--- Brief ---
Update every item below by replacing "Report only the points" with "Return only the points" and leaving everything else unchanged. Leave the pictures out of your answer.

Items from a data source

◇ ◇ ◇ ◇ ◇ ◇ ◇

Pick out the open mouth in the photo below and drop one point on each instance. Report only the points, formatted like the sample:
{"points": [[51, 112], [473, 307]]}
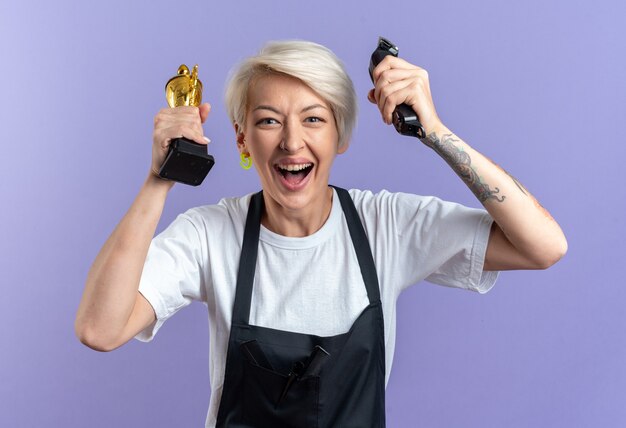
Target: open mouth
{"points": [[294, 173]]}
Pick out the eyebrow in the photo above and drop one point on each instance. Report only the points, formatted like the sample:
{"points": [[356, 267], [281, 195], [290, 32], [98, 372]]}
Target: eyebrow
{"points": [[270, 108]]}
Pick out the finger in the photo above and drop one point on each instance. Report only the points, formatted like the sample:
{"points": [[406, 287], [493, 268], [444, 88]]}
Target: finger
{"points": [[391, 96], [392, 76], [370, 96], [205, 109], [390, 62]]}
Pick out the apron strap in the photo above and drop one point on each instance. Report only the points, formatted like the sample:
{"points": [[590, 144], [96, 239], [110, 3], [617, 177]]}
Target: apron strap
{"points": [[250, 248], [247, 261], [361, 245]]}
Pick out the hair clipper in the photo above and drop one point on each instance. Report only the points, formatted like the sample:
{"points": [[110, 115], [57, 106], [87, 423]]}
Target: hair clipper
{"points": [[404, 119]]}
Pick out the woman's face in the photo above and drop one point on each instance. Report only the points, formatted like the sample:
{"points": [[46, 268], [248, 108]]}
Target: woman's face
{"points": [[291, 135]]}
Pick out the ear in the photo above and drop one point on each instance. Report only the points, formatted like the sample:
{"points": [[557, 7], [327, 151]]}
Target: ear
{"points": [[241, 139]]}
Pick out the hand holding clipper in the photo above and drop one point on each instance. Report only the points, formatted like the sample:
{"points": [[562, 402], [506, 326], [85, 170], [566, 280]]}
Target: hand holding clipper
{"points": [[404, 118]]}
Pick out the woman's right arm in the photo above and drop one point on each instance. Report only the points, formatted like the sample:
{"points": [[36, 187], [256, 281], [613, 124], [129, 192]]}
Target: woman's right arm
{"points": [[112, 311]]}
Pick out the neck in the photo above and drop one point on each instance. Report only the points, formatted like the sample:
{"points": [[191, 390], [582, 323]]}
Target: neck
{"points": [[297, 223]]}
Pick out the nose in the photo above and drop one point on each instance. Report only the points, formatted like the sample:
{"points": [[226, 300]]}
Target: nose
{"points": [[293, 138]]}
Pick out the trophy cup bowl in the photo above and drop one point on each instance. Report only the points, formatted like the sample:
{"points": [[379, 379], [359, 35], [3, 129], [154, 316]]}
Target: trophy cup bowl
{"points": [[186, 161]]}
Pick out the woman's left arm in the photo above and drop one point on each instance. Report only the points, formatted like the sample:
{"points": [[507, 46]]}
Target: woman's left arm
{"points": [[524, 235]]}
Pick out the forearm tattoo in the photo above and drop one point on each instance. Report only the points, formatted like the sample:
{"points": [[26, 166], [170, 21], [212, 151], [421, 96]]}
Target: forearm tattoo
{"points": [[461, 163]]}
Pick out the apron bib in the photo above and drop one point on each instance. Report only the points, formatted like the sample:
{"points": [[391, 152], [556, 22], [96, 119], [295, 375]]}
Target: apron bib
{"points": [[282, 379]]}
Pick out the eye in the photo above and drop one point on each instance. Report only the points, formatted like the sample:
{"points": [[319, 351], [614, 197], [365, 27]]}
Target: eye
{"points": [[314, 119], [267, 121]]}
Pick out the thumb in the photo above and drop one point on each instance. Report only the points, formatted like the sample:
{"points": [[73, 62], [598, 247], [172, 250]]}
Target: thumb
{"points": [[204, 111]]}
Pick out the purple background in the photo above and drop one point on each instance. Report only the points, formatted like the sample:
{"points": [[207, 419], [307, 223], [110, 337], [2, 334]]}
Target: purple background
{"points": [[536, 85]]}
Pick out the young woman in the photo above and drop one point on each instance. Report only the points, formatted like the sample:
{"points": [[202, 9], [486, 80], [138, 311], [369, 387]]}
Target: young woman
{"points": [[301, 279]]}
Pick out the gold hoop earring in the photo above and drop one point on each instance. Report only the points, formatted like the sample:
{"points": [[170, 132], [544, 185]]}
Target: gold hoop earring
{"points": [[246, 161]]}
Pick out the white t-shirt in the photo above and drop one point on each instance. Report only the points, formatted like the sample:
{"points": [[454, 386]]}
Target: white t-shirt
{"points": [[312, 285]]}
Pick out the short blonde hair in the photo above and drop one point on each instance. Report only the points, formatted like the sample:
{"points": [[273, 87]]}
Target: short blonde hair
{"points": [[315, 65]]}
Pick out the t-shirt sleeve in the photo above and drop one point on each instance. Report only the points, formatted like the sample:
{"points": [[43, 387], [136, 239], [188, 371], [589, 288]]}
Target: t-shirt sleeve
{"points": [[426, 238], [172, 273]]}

◇ ◇ ◇ ◇ ◇ ◇ ◇

--- Response ---
Pick out the open mouth in the photo below and drop one point on each instance. Return only the points, formatted like the sample:
{"points": [[51, 112], [473, 307]]}
Target: open mouth
{"points": [[294, 173]]}
Pick out the eyebrow in the photo above and drop one point on each instance. Return only the points, formatted like the sample:
{"points": [[356, 267], [281, 195], [290, 32], [98, 372]]}
Target: eyebrow
{"points": [[270, 108]]}
Pick out the finger in the photo above and drop one point on each instance. Return only the points, formatted like the sample:
{"points": [[406, 287], [493, 268], [444, 88]]}
Target: finger
{"points": [[391, 96], [392, 76], [370, 96], [205, 109], [390, 62]]}
Pick out the apron strap in the photo above and drop one point on each instance. Return only the points, formatted like the sample:
{"points": [[590, 144], [96, 239], [110, 3], [617, 177]]}
Target: apron strap
{"points": [[250, 248], [247, 261], [361, 245]]}
Pick out the hair clipper in the photo above and drop one point on each instance. Return only the points, formatted like the sample:
{"points": [[110, 115], [57, 106], [87, 423]]}
Target: hair clipper
{"points": [[404, 119]]}
Pick out the woman's face in the photo above and drop one point on each instance. Return only the points, formatted like the sample:
{"points": [[46, 268], [248, 108]]}
Target: woman's face
{"points": [[291, 135]]}
Pick out the ear in the photo above and drop one point on each instance. Return only the points, formatted like the sample:
{"points": [[557, 7], [327, 151]]}
Target: ear
{"points": [[241, 139]]}
Pick out the hand holding clipper in the photo above and drop one point on each instance. Return only the points, formatted like the sample:
{"points": [[562, 402], [506, 326], [85, 170], [566, 280]]}
Target: hand holding clipper
{"points": [[404, 118]]}
Pick out the woman's right arm in the photo above and drop one point on each instance. Return only the points, formatted like the sample:
{"points": [[36, 187], [256, 281], [613, 124], [129, 192]]}
Target: woman's right arm
{"points": [[112, 311]]}
Pick out the neck in the photo above and drop one point on each instance. Return only the points, formatted like the sample:
{"points": [[191, 390], [582, 323]]}
Target: neck
{"points": [[297, 223]]}
Pick out the nose in the photo above and drop one point on each instance. Return only the points, formatted like the sample:
{"points": [[226, 300]]}
Target: nose
{"points": [[293, 138]]}
Pick out the trophy cup bowl in the photo above and drop one point on each instance. Return only the points, formatted like the sample:
{"points": [[379, 379], [359, 35], [3, 129], [154, 316]]}
Target: trophy cup bowl
{"points": [[186, 161]]}
Pick out the woman's left arm in the photo above and drop one point on each instance. Return only the points, formatted like the sample:
{"points": [[507, 46]]}
Target: woman's left arm
{"points": [[524, 235]]}
Pick out the forearm tattoo in the photo above and drop one point on each instance. Return only the points, formatted like the sample:
{"points": [[26, 166], [170, 21], [212, 151], [421, 96]]}
Target: forearm tattoo
{"points": [[461, 163]]}
Pick out the apron bib in the photo above and drop one point on each instance. Return only the points, formatted like the sample:
{"points": [[391, 152], [556, 22], [96, 119], [295, 375]]}
Target: apron bib
{"points": [[282, 379]]}
Pick out the eye in the photo above and drop one point on each instance. Return only the points, formatted like the sample:
{"points": [[319, 351], [614, 197], [365, 27]]}
Target: eye
{"points": [[314, 119], [267, 121]]}
Pick out the thumb in the photo above and drop one point on each instance. Return only the points, formatted like the sample:
{"points": [[73, 62], [598, 247], [172, 250]]}
Target: thumb
{"points": [[204, 111]]}
Pick out the purple background in the photo above and drop one point on each instance. Return only the points, formatted like the sample:
{"points": [[207, 419], [307, 223], [110, 337], [2, 334]]}
Target: purple background
{"points": [[536, 85]]}
Pick out the young woman in the photo above and drop one point on each instance. Return only the points, formatted like the sample:
{"points": [[202, 9], [486, 80], [138, 311], [369, 387]]}
Target: young woman
{"points": [[301, 279]]}
Pick out the gold hoop earring in the photo above and drop one point on each instance. Return only the points, formatted like the sample:
{"points": [[170, 132], [544, 185]]}
Target: gold hoop earring
{"points": [[246, 161]]}
Pick out the white t-shirt in the photo above and drop one point on each instance. Return only the points, formatted like the sample:
{"points": [[454, 386]]}
Target: white t-shirt
{"points": [[312, 285]]}
Pick out the short blonde hair in the photo above and drop one point on each instance. Return only the points, formatted like the sample:
{"points": [[273, 87]]}
Target: short blonde hair
{"points": [[315, 65]]}
Pick out the t-shirt sleeve in the photo above and drop one point on each instance. Return only the points, formatted like the sample:
{"points": [[43, 387], [136, 239], [188, 371], [589, 288]]}
Target: t-shirt sleeve
{"points": [[426, 238], [172, 273]]}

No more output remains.